* TASK *
Please convert each line of the listing into a Markdown table with a column n for the row number and a column Line for the text, skipping blank lines. Leave the pictures out.

Dataset items
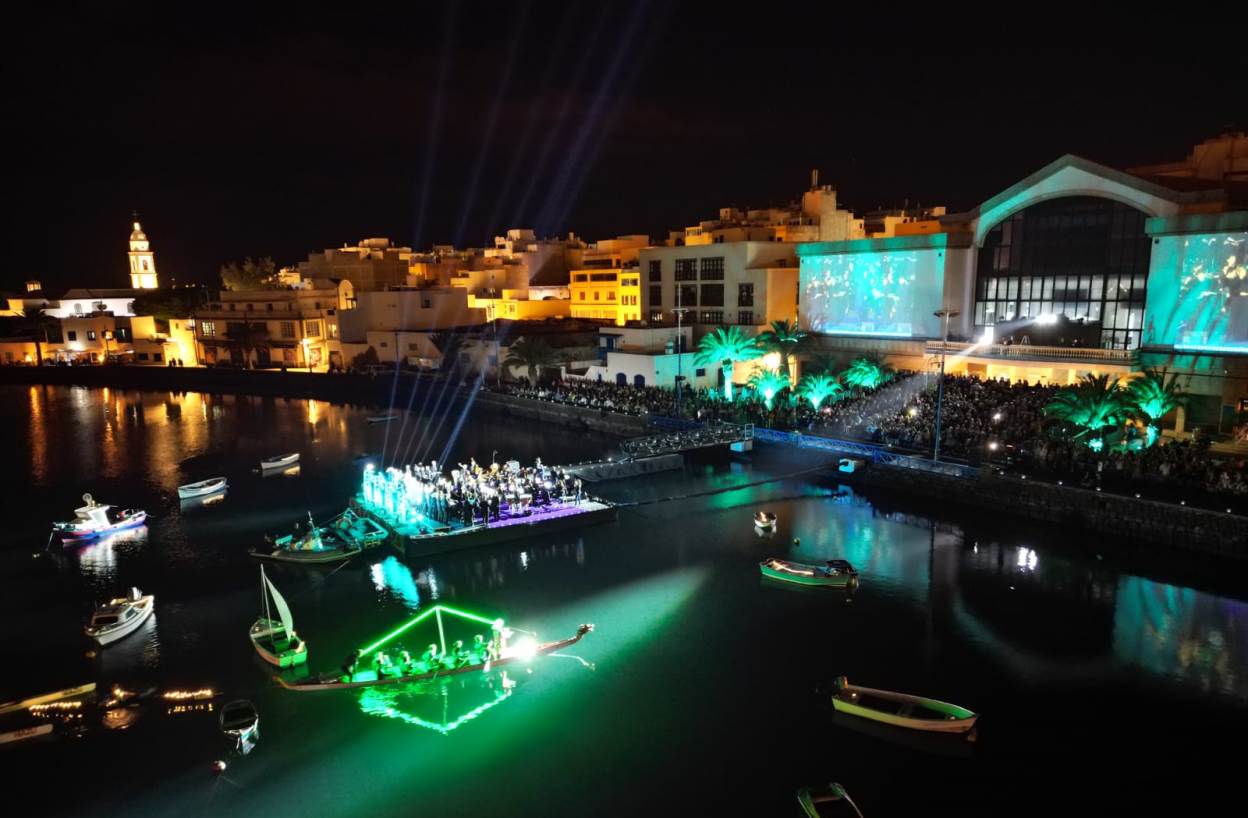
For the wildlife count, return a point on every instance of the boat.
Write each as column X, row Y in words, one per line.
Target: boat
column 901, row 709
column 120, row 617
column 318, row 545
column 275, row 640
column 202, row 488
column 826, row 801
column 280, row 461
column 368, row 678
column 96, row 520
column 240, row 721
column 836, row 573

* EXERCISE SOLUTION *
| n | Line |
|---|---|
| 1 | For the wildlife count, return a point on every instance of the boat. |
| 2 | Write each as column X, row Y in words, one per line. |
| 3 | Target: boat |
| 4 | column 901, row 709 |
| 5 | column 120, row 617 |
| 6 | column 318, row 545 |
| 7 | column 275, row 640 |
| 8 | column 202, row 488 |
| 9 | column 826, row 801 |
| 10 | column 280, row 461 |
| 11 | column 368, row 678 |
| 12 | column 96, row 520 |
| 13 | column 240, row 721 |
| 14 | column 836, row 573 |